PODANE INFORMACJE:
######

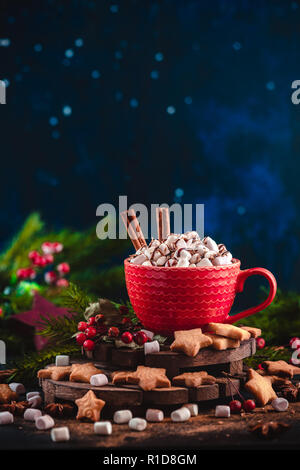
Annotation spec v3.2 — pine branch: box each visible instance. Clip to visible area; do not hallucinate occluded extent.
[8,343,80,385]
[38,314,82,345]
[60,282,93,314]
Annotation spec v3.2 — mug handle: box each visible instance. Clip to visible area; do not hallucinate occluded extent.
[224,268,277,323]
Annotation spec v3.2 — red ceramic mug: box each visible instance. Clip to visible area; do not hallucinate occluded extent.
[124,259,277,335]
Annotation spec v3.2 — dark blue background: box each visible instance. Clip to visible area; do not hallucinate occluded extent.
[0,0,300,288]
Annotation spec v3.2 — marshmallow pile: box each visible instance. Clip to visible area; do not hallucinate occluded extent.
[130,231,232,268]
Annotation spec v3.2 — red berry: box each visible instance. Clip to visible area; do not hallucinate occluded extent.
[243,400,256,412]
[289,336,299,348]
[119,305,129,315]
[17,268,36,281]
[121,331,133,344]
[108,326,120,338]
[41,242,63,255]
[28,250,41,261]
[83,339,95,351]
[87,317,95,326]
[229,400,242,413]
[133,331,148,346]
[84,326,97,338]
[76,333,86,346]
[95,313,104,323]
[43,254,54,264]
[45,271,57,284]
[77,321,87,331]
[256,338,266,349]
[56,277,69,287]
[56,263,70,274]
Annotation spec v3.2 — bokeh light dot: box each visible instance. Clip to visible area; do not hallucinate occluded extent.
[65,49,74,59]
[266,81,275,91]
[129,98,139,108]
[74,38,83,47]
[175,188,184,197]
[33,44,43,52]
[150,70,159,80]
[167,106,176,114]
[91,70,101,80]
[154,52,164,62]
[62,105,72,116]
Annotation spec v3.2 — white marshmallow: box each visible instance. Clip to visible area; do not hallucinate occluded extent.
[144,340,160,356]
[0,411,14,425]
[130,254,148,264]
[146,408,164,423]
[177,258,190,268]
[203,237,219,252]
[55,355,70,367]
[142,261,152,266]
[182,403,198,416]
[27,395,42,408]
[174,238,186,250]
[171,408,191,423]
[271,398,289,411]
[156,256,167,266]
[141,329,154,339]
[94,421,112,436]
[128,418,147,431]
[212,256,231,266]
[90,374,108,387]
[35,415,55,431]
[23,408,42,421]
[9,382,26,395]
[159,243,170,256]
[50,426,70,442]
[26,392,40,400]
[215,405,230,418]
[114,410,132,424]
[197,258,216,268]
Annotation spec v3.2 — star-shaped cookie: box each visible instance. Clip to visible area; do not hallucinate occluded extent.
[170,328,212,357]
[245,369,277,406]
[75,390,105,422]
[262,361,300,377]
[0,384,18,404]
[37,366,72,381]
[70,362,102,383]
[206,333,241,351]
[207,323,251,341]
[172,370,216,387]
[113,366,171,391]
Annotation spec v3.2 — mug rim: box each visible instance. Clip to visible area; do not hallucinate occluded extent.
[124,257,241,271]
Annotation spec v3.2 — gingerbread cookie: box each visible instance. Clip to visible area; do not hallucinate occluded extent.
[207,323,251,341]
[206,333,241,351]
[241,326,261,338]
[172,370,216,387]
[0,384,18,403]
[75,390,105,422]
[70,362,102,383]
[170,328,212,357]
[112,366,171,391]
[262,361,300,378]
[245,369,277,406]
[37,366,71,381]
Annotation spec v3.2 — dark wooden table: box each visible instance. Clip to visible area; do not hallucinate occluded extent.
[0,402,300,452]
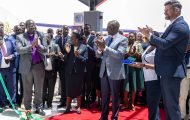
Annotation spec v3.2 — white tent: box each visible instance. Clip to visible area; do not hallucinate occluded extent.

######

Ile wierszy powyżej zawiera słowo „cookie”, jeśli wielkość liter ma znaczenie? Podaj wyłącznie liczbę.

2